* WORK ITEM A *
Return the passage of the forum thread on SILVA and ASV databases from "Also, I want" to "that tutorial above.", word for word.
* WORK ITEM B *
In the forum thread on SILVA and ASV databases, at what percentage are the NR99 sequences clustered?
* WORK ITEM C *
What comes next in the forum thread on SILVA and ASV databases? Write it, picking up after its last post.

Also, I want to know if I’m right thinking that Silva 138.1 database is an OTU-based one, but not ASV-based. So my taxonomic assignment could be better if I use ASV-based database instead of the other. In theory, OTUs are groups of biological sequence so Dr. Callahan released the sequences within OTUs. Am I right?
These will not be exactly the same as what dada2 and SILVA provide: we perform some additional QC steps as described in this tutorial:
Yes, the NR99 sequences are clustered at 99% to reduce redundancy. It is possible to create a 100% unique (ASV) database using RESCRIPt in QIIME 2, as described in that tutorial above.
that level of resolution might not matter for taxonomy classification. The idea of ASVs is to allow mapping of unique sequence variants that theoretically represent subspecies-level variation. Taxonomic classification smooths over this variation to some degree, by mapping ASVs or OTUs to the nearest known reference taxonomy. An ASV database would most likely be redundant unless if the subspecies-level variants are annotated as such (e.g., strain ID) — though this would not be practically useful either since 16S (even full-length) does not fully resolve at subspecies level (this is why I refer to ASVs as “theoretically” subspecies variants — they are, but you cannot use 16S to distinguish true strains).
But you could certainly build a SILVA ASV database following the tutorial above, and test the level of resolution you get on your own data
Really awesome!! I and my short peruvian group are going to work with RESCRIPt to create a costumized database. But, our weakness is that we don’t have a server so we are working at google cloud. Recentely, a RESCRIPt docker container was created by my collaborator (GitHub - gadgrandez/qiime2-rescript) and we are going to compare with other methods. Thanks a lot!!

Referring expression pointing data

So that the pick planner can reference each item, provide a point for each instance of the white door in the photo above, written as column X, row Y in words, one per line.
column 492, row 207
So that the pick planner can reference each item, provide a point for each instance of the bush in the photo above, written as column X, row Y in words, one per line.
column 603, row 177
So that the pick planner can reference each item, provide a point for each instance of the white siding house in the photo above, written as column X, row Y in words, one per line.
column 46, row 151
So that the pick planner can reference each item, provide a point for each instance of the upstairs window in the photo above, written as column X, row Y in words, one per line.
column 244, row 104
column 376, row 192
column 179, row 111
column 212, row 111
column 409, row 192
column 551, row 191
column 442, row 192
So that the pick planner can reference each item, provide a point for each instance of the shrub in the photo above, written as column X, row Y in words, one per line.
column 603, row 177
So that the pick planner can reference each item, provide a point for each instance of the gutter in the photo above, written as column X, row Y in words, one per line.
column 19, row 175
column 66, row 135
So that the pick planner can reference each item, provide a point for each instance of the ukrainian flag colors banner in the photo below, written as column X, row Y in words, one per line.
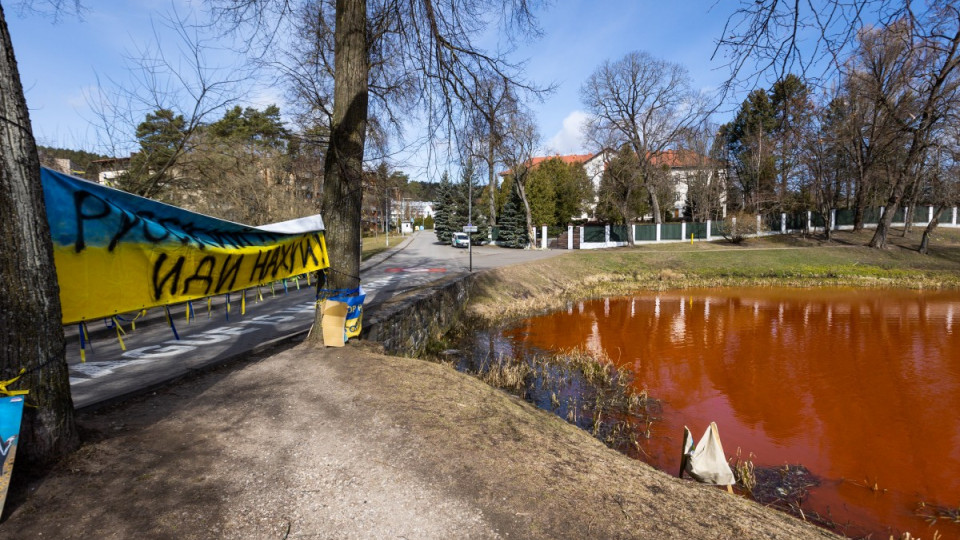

* TASK ANSWER A *
Also, I want to know if I’m right thinking that Silva 138.1 database is an OTU-based one, but not ASV-based. So my taxonomic assignment could be better if I use ASV-based database instead of the other. In theory, OTUs are groups of biological sequence so Dr. Callahan released the sequences within OTUs. Am I right?
These will not be exactly the same as what dada2 and SILVA provide: we perform some additional QC steps as described in this tutorial:
Yes, the NR99 sequences are clustered at 99% to reduce redundancy. It is possible to create a 100% unique (ASV) database using RESCRIPt in QIIME 2, as described in that tutorial above.

* TASK ANSWER B *
At 99%.

* TASK ANSWER C *
Awesome!! So if we would improve the converted ASV-based SILVA database with a curated species-level NCBI-RefSeqs with RESCRIPt and, then, we add ASVs from other 16S SRA studies with their taxonomy assignation, so we can improve my taxonomic resolution and assigment for my specific ecosystem!!
Thanks a lot for the idea. I’ve read RESCRIPt’s paper and taken a look in q2-clawback, I definitely want to use it. However, I’m blocked trying to convert OTU-based SILVA database. You mentioned that It is possible to do this in Rescript, but I don’t have any idea how to start doing this (What command line?). Because the paper mention all the procedure in OTUs. Could you please give me some advice??
Hi @fellora ,
The tutorial above shows how to make such an ASV database (dereplicate but do not cluster the sequences). Likewise, this is how the sequences and pre-trained classifiers shared on the QIIME 2 data-resources page are created.